Material to process »

------------------------------------------------------------------------

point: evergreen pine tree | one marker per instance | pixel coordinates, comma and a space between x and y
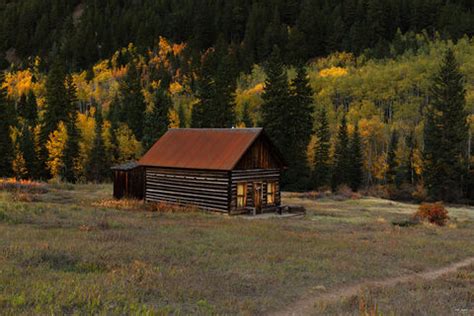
133, 102
27, 147
322, 163
446, 133
341, 163
27, 108
56, 110
71, 149
246, 119
6, 146
392, 164
356, 160
114, 116
181, 116
157, 121
275, 97
98, 167
298, 131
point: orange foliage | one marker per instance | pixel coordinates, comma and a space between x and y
435, 213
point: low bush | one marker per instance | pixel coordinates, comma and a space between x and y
13, 185
161, 207
435, 213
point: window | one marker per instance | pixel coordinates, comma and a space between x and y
271, 188
241, 195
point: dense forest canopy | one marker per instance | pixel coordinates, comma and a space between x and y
349, 89
85, 31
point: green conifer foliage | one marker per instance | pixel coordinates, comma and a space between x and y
71, 149
56, 110
246, 119
133, 103
322, 164
157, 121
276, 98
298, 131
392, 164
342, 157
6, 146
356, 160
98, 165
446, 133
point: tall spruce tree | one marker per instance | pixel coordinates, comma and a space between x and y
246, 119
133, 102
56, 110
216, 86
298, 131
28, 108
446, 133
322, 163
71, 149
342, 157
157, 121
356, 160
6, 146
114, 118
392, 164
276, 97
98, 165
27, 147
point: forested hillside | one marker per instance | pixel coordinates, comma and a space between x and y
349, 90
85, 31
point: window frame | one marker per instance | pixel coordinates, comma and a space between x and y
242, 196
272, 193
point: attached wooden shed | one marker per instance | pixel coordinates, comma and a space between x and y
227, 170
128, 181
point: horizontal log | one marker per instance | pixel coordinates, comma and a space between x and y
181, 194
186, 178
186, 201
186, 186
188, 181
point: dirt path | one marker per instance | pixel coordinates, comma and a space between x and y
305, 306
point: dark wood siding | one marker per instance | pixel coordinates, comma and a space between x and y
129, 183
250, 177
259, 156
201, 188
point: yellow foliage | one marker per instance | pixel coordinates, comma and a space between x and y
129, 147
18, 83
173, 118
257, 89
175, 87
55, 147
333, 72
86, 126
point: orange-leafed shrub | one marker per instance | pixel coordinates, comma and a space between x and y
435, 213
162, 207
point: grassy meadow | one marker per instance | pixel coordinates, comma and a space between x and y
72, 249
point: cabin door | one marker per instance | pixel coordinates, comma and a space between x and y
257, 196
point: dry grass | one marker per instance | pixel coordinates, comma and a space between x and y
452, 294
77, 251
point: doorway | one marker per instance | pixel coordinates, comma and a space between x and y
257, 196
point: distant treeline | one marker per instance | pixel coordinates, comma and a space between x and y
85, 31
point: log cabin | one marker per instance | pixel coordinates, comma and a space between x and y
234, 170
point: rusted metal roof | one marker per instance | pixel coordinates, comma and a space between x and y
212, 149
125, 166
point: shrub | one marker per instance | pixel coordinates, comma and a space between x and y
161, 207
435, 213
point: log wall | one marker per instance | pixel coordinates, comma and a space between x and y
201, 188
250, 177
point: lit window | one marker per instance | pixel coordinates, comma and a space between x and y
271, 188
241, 195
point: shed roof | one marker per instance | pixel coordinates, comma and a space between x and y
212, 149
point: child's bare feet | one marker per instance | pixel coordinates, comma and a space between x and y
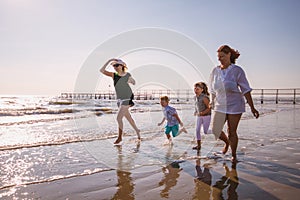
225, 149
138, 134
234, 159
118, 141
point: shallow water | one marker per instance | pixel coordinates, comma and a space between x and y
39, 145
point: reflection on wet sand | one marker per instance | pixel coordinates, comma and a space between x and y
202, 181
171, 173
125, 183
230, 181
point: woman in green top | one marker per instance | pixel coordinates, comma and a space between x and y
124, 93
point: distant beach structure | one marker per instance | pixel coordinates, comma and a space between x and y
286, 95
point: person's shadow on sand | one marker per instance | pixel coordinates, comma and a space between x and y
171, 173
202, 181
125, 183
230, 180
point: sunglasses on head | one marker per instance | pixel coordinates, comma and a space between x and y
116, 65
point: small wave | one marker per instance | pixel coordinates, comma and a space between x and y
56, 142
58, 177
35, 111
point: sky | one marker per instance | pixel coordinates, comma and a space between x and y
45, 44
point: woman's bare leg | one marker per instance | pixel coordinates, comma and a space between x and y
132, 122
225, 139
233, 122
121, 112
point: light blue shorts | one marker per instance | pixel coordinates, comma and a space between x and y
174, 129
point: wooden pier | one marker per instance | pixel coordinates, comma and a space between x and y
259, 95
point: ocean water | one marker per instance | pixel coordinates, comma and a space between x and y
43, 139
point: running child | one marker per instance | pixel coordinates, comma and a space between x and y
173, 120
202, 111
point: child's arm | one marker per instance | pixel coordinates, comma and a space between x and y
159, 124
178, 119
131, 80
104, 71
212, 103
207, 110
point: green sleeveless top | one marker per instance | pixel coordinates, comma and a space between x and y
123, 90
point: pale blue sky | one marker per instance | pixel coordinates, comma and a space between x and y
44, 43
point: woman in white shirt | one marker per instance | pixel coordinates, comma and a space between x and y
228, 87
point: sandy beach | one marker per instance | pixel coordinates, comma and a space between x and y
268, 168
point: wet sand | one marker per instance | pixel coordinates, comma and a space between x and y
270, 169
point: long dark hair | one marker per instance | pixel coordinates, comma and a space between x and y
226, 49
203, 86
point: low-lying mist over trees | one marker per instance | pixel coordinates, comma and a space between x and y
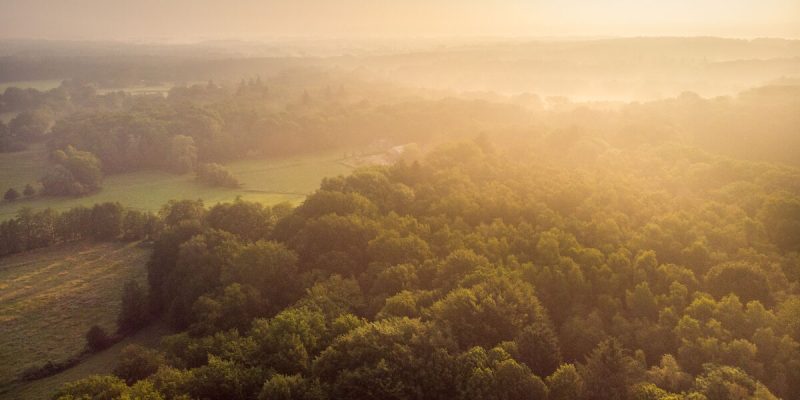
587, 219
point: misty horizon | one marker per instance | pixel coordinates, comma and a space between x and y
192, 21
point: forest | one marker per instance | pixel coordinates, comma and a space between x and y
664, 272
573, 218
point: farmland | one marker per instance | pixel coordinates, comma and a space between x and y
49, 298
268, 181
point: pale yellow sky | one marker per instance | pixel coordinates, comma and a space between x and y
250, 19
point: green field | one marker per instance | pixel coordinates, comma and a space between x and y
42, 85
267, 181
49, 298
99, 363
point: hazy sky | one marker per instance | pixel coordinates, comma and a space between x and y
188, 20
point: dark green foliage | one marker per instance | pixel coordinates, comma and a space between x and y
538, 348
93, 387
11, 195
75, 173
470, 276
609, 372
746, 280
29, 191
135, 312
136, 362
294, 387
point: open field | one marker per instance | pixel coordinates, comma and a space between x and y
41, 85
49, 298
267, 181
99, 363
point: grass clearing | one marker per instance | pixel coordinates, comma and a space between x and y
99, 363
267, 181
49, 298
40, 85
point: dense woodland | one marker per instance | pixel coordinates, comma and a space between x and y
591, 251
91, 133
654, 272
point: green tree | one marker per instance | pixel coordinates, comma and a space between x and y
135, 363
609, 373
566, 384
29, 191
11, 195
95, 387
135, 311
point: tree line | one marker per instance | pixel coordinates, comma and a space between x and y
661, 273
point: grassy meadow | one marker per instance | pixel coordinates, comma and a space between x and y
49, 298
98, 363
40, 85
268, 181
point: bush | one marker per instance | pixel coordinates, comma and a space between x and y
76, 173
134, 313
29, 190
11, 195
216, 175
137, 362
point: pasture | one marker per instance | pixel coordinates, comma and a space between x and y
50, 297
269, 181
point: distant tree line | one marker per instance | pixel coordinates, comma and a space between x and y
472, 275
106, 221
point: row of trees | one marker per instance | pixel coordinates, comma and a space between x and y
106, 221
661, 273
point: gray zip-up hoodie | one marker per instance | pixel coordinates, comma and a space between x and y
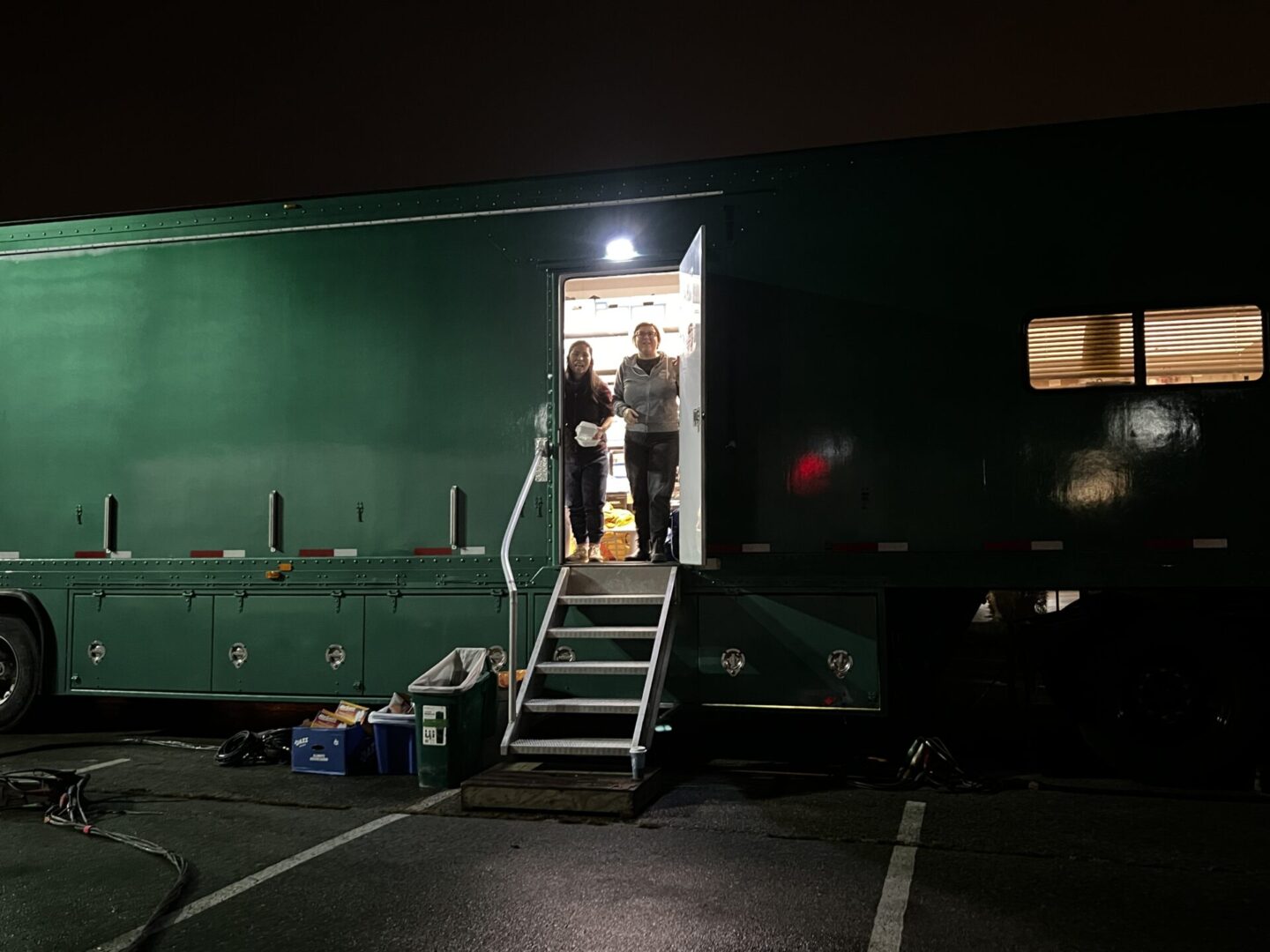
654, 395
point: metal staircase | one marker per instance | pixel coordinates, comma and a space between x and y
556, 681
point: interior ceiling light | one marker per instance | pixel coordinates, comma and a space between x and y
620, 250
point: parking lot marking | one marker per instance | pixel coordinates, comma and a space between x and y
103, 766
429, 802
247, 882
889, 919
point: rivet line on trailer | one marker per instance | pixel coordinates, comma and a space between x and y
361, 224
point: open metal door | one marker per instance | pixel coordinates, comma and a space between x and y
692, 412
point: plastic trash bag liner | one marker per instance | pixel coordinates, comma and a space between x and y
453, 674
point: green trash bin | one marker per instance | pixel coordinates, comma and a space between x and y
453, 712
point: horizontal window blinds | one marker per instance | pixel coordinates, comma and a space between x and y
1203, 346
1080, 352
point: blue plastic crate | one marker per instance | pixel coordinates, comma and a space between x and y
394, 741
334, 750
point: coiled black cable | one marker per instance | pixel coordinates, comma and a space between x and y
271, 747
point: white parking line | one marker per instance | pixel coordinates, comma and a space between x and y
889, 919
429, 802
103, 764
215, 899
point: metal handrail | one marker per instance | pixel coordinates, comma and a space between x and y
539, 450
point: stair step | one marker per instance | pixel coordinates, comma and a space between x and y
583, 704
592, 666
616, 599
589, 704
574, 747
582, 632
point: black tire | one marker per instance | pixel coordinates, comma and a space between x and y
1162, 698
19, 671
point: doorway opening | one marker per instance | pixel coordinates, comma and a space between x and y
605, 311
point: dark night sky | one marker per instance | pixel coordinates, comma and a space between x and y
116, 109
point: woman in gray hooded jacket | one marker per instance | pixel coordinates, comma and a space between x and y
646, 397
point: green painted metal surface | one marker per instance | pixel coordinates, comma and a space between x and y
288, 645
143, 643
407, 635
866, 383
787, 641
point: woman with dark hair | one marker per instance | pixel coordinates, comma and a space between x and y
588, 413
648, 400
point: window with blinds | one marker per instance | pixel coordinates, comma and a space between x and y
1203, 346
1188, 346
1081, 352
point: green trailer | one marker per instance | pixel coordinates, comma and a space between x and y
270, 450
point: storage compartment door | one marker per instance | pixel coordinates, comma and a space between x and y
407, 635
288, 645
143, 643
790, 651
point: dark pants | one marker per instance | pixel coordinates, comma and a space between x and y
652, 460
585, 473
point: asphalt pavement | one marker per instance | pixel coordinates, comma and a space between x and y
735, 856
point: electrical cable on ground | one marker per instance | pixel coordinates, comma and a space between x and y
68, 809
271, 747
929, 763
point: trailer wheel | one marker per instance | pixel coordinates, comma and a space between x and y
19, 671
1165, 698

------------------------------------------------------------------------

Exercise aim »
Quote, without any change, each line from the one that contains "point: woman with" through the end of the material.

Written solution »
point: woman with dark hair | one marker per instance | pixel coordinates, comma and a space between x and y
588, 413
648, 400
point: window with blinds | one marker per instance | pixel coordinates, comma and a space between x and y
1203, 346
1188, 346
1081, 352
point: green trailer | one marker per instance | pixel coordinates, comma and a space between x and y
270, 450
point: storage compartment door | one marker per instance | pixel coordinates, comma and a space between x and y
407, 635
288, 645
143, 643
790, 651
point: dark pants | one marker per instance | pixel coordinates, comma and a space between x and y
652, 460
585, 473
point: asphalt pavement | one marker per instance | pixel coordinates, comma and a space between x and y
735, 856
point: electrical cable on ground | one marker per instance | pixel coordinates, comma and a space between x and y
68, 809
271, 747
929, 763
point: trailer wheel | one marker per instance | pixel coordinates, comma and a space between x and y
19, 671
1165, 698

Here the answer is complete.